I will here describe a pseudoproxy experiment that mimics essential details in the LOC reconstruction by CL. Temperature data from the 991-yr-long Erik-II simulation with the coupled ECHAM4 and the global Hamburg Ocean Primitive Equation (ECHO-G) model (González-Rouco et al. 2006) are used to define the pseudoworld within which the experiment is made. This simulation includes solar, volcanic, and greenhouse gas forcing for the period AD 1000–1990 and has been used in previous pseudoproxy studies (e.g., Mann et al. 2007; Moberg et al. 2008; Riedwyl et al. 2009). From its 2-m temperature field, I select annual mean data for the grid points closest to each of the 23 proxy sites used by CL. The arithmetic mean of these 23 temperature series is then taken as the truth, which I try to predict from pseudoproxy data for the same sites.

These pseudoproxies are constructed by adding noise to the temperature series, where the noise variance is chosen such that the expected correlation between each pseudoproxy and its corresponding temperature series is the same as the correlations found by CL (as given in their Fig. 5). With this way of constructing the pseudoproxies, no calibration is needed because classical calibration would in this situation simply mean multiplication with the factor one. The crucial property is that each pseudoproxy contains the true temperature signal with its correct amplitude plus the same amount of noise as in the CL proxies. For simplicity, I will ignore the fact that some of the CL proxies have decadal resolution. I will instead consider all as being annually resolved, as the experiment is intended to point out a principal problem that has nothing to do with the temporal resolution of the proxies.

It is not obvious how to choose the structure of the noise. What I want to demonstrate is how the level of noise at different time scales will affect the variance of the final reconstruction at different time scales. This implies that the variance spectra of the noise and the reconstructions are the interesting aspects to consider. To this end, it is sufficient to choose two different types of noise with notably different variance spectra. In previous pseudoproxy studies, a first-order autoregressive process [AR(1)] has sometimes been used as a model for the noise. Such a process is determined by its lag-1 autocorrelation parameter *ρ*. A value of *ρ* = 0 corresponds to white noise, which has a power spectrum that is constant for all frequencies. However, its variance spectrum, which is the power spectrum multiplied by frequency, monotonously increases from low to high frequencies (Fig. 1a). Such a process is not realistic in a pseudoproxy study as it has almost no variance at the lowest frequencies. Nevertheless, it has been the most frequently used type of noise (Smerdon 2012). Mann et al. (2007) argued that a value of *ρ* = 0.32 is more reasonable for annually resolved proxies and this value has been used in some pseudoproxy studies (e.g., Mann et al. 2007; Lee et al. 2008; Moberg et al. 2008; Riedwyl et al. 2009). The substantially larger value of *ρ* = 0.70 or *ρ* = 0.71 is also sometimes used (von Storch et al. 2006; Mann et al. 2007; Moberg et al. 2008; Riedwyl et al. 2009), although Mann et al. (2007) argued that this value is unrealistically large for many annually resolved proxies. However, it gives considerably more variance at low frequencies than with *ρ* = 0.32 and is thus a relevant choice to demonstrate the effect of different noise variance spectra. In normalized noise realizations (Fig. 1a), there is more variance with *ρ* = 0.71 than with *ρ* = 0.32 at all low frequencies corresponding to time periods longer than about a decade. At higher frequencies, there is more variance with *ρ* = 0.32.
• • • •
- **Required work**:
1. List every value of the lag-1 autocorrelation parameter ρ that the pseudoproxy passage mentions.
2. Carry on the pseudoproxy passage, starting right after its last sentence.
The lines that come next are separate material, not part of the pseudoproxy passage.

- **Source excerpt**:
• • • •
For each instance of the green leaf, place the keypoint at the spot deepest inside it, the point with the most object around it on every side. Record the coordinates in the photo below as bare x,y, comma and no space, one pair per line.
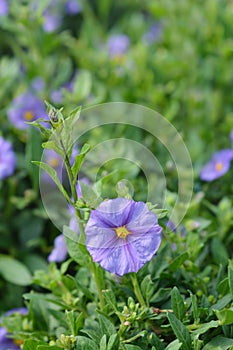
• • • •
- **Outputs**:
1. 0, 0.32, 0.70, 0.71

2.
I choose AR(1) noise with *ρ* = 0.32 and *ρ* = 0.71 for my pseudoproxy experiments, where I add a random realization of each type of noise 1000 times to each local temperature series. This makes it possible to analyze variance spectra in ensembles of LOC reconstructions, with 1000 ensemble members for each type of noise.

Figure 1b shows the estimated variance spectra for the reconstructions and their target. All variance spectra are computed with wavelet analysis tools, using the same method (Percival and Walden 2000) as in the pseudoproxy study by Moberg et al. (2008). Note that the wavelet variance spectrum is defined only for a discrete set of frequencies corresponding to the respective wavelet scales. For the specific wavelet used here [called LA(8); see Percival and Walden 2000], the smallest scale corresponds to Fourier periods of about 2.8 years and the scales are separated by a power of 2. The largest scale is dictated by the length of the time series being analyzed; here this scale corresponds to about 720-yr periods.

The thick black line in Fig. 1b is the spectrum for the area-weighted mean over all grid points north of 30°N, which corresponds to the extratropical reconstruction target in CL. The dashed black lines show its 95% confidence interval (Percival and Walden 2000). The thick green line is the spectrum for the arithmetic average over the 23 local temperature series (i.e., the “truth” with which the reconstructions should be compared). This green line lies close to the spectrum for the extratropical mean at the lowest frequencies corresponding to periods longer than about 180 years, whereas at higher frequencies there is more variance in the 23-series mean (even outside the black 95% confidence interval for periods shorter than about 45 years). This property, with too much variance at high frequencies but about the right variance at low frequencies, is a consequence of fewer spatial degrees of freedom in the temperature field at low frequencies than at high frequencies (e.g., Jones et al. 1997). Thus, at the lowest frequencies it is sufficient (in Erik-II) to take an average over the 23 sites to obtain a reconstruction with about the right variance, whereas at high frequencies data would be needed from more sites. This is, however, not the problem I am focusing on here: the matter of interest is to compare the variance spectra of the LOC reconstructions with the spectrum for the true 23-series mean.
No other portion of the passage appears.